## begin

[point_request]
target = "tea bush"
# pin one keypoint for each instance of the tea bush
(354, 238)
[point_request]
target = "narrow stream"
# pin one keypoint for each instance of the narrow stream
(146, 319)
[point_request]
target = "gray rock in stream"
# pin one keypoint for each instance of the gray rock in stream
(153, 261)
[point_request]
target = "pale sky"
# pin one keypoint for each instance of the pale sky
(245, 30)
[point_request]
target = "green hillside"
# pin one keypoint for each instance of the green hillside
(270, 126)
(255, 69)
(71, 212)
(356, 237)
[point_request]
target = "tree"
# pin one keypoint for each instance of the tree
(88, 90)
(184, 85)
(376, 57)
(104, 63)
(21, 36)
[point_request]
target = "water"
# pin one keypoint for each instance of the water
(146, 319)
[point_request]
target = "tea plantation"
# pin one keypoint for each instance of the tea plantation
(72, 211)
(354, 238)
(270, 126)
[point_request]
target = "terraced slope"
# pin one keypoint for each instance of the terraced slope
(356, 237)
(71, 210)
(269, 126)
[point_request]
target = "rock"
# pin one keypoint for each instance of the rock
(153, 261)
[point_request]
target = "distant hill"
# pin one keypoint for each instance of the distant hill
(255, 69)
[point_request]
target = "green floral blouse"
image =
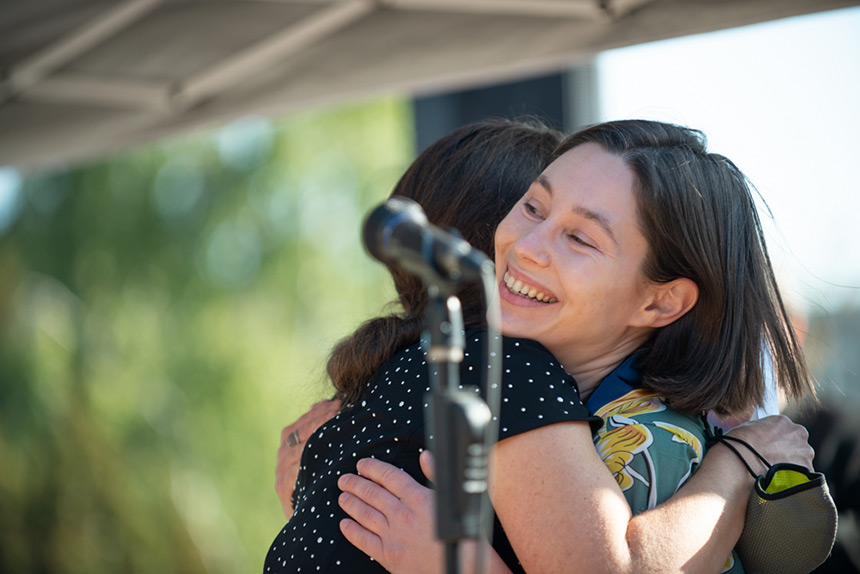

## end

# Task to complete
Copy out every line of the material that contains the word "hillside".

# Result
target = "green hillside"
# pin one keypoint for each instance of the green hillside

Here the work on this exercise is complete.